* [Problem to solve]:
Examine the entries and show every line in which the word "below" is found.
#### Recorded information ####
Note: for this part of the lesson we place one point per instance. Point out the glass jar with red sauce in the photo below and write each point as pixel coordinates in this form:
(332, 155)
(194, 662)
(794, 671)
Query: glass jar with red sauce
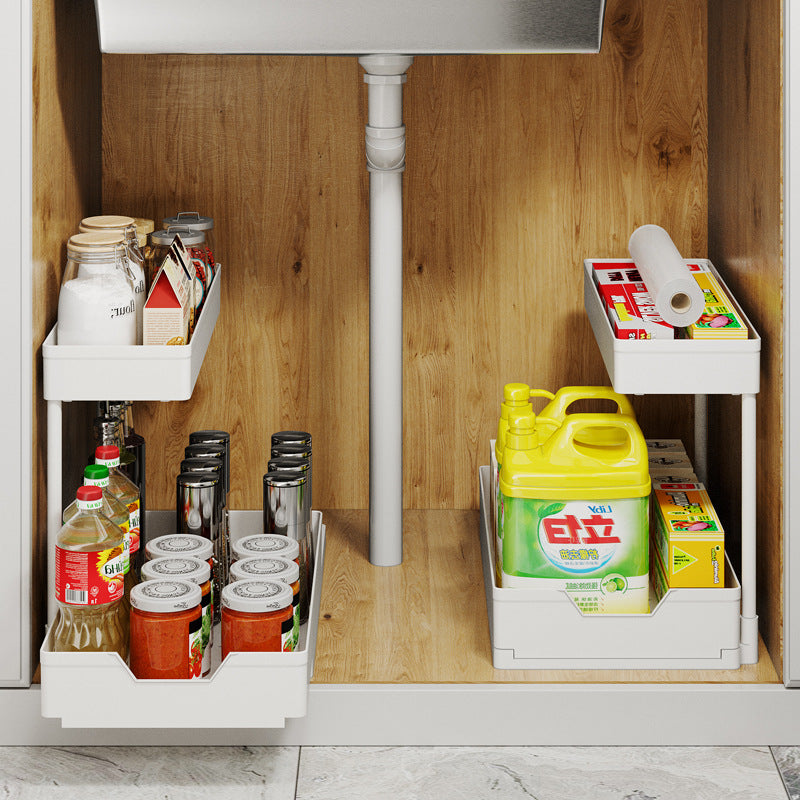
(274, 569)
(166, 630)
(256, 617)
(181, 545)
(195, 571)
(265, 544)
####
#### Recorded information ####
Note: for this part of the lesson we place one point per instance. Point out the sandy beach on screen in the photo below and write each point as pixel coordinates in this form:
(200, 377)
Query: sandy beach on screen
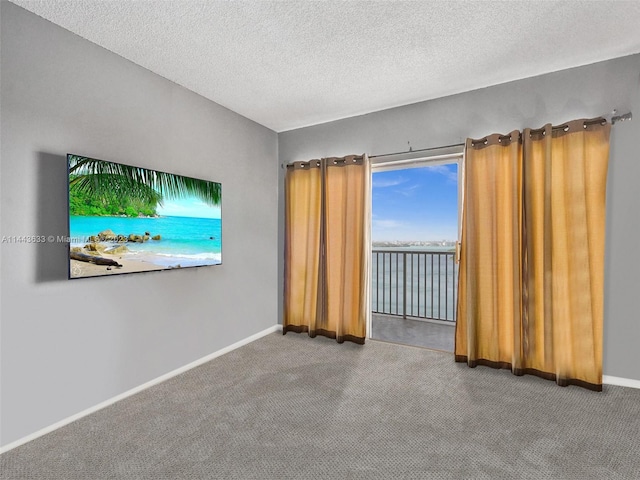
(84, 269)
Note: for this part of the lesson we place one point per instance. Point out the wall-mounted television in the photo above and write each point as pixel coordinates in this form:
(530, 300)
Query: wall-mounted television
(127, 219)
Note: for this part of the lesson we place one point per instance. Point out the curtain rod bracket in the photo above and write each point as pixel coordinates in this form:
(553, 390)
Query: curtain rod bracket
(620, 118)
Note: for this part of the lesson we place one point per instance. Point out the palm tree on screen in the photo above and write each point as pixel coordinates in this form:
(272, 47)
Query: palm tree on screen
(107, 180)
####
#### Recorded information ####
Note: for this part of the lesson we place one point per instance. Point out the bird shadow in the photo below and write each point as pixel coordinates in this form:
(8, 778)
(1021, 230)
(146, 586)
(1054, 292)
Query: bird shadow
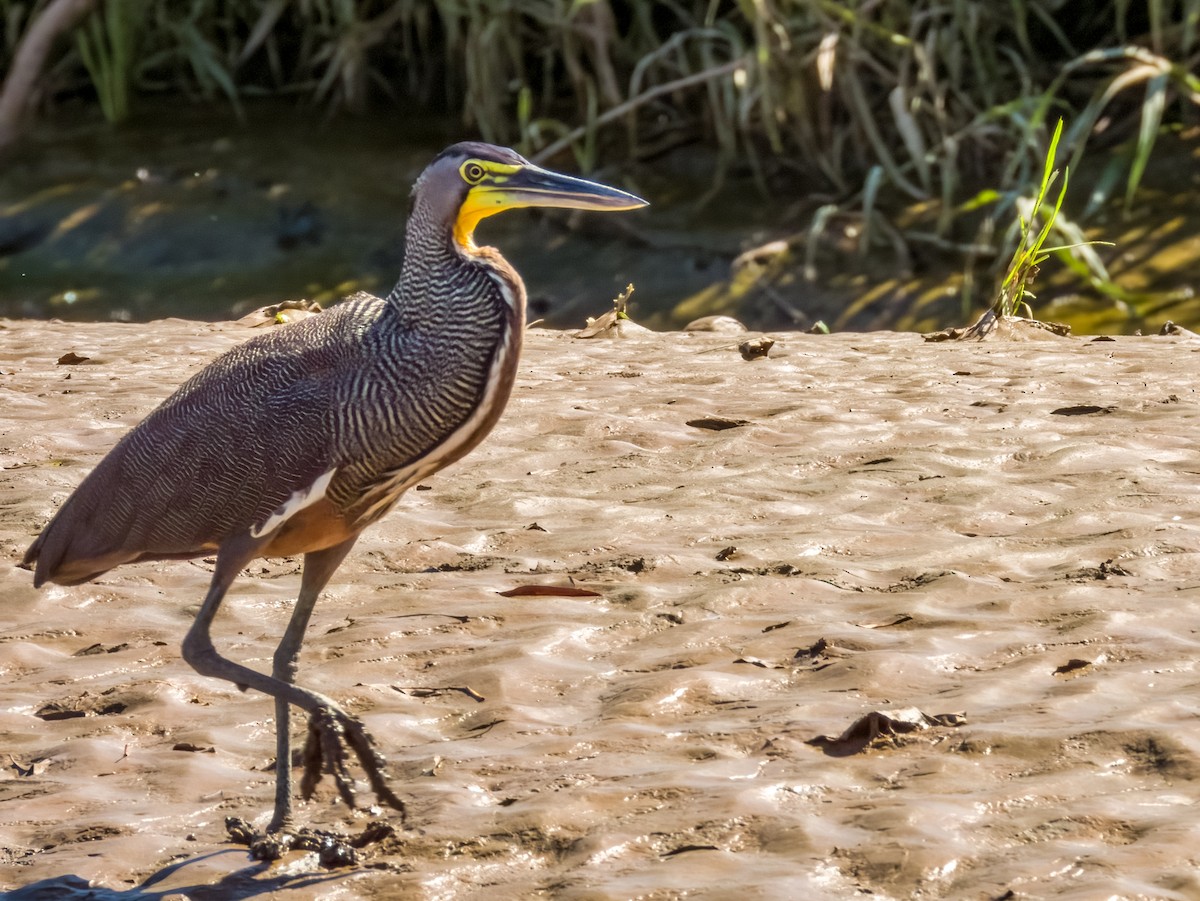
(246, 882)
####
* [Answer]:
Note: for this part of the lesson we place one point per instance. Point out the glass jar with red sauce in the photo below and write each point as pixel coordinates in this form:
Note: for this part of the lesson we place one point per instance. Point out the sandy beach on screen in the photo below and write each point as pixel coordinates in this form:
Note: for this part of the lesson we place one point per instance. Point out the bird shadow in the photo below and write each point as pixel coordinates in this form:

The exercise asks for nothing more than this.